CHALLENGE:
Quote exactly, and only, the lines from the one with "If you would be willing to mark the foreground" through the end of the listing.

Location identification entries
★ ★ ★ ★ ★

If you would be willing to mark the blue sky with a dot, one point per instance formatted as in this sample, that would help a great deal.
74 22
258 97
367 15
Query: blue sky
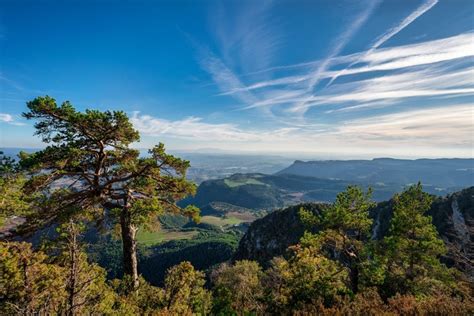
350 78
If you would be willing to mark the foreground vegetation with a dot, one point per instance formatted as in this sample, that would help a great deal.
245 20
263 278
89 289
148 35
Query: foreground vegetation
336 268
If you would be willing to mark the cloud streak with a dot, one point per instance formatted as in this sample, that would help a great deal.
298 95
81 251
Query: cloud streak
9 119
390 33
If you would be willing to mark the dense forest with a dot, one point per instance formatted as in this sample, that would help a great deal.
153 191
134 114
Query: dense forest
89 175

★ ★ ★ ★ ★

RESPONSE FOR THIS EXERCISE:
If you would be willing to mark the foreground vegetation with a dot, one point per instance formatted as in this sample, that would help a great deal.
245 20
263 278
89 289
148 35
Query: foreground vegetation
336 268
If you would be willing to mark the cloud streak with a dot, one point per instance formatted as in this sample, that would help a great deal.
298 95
81 251
Query: cloud streak
9 119
390 33
If you would be willing to mark the dense forest with a dot, one point per instance formatted as in this sample, that would help a great deal.
153 191
134 114
Query: dense forest
89 175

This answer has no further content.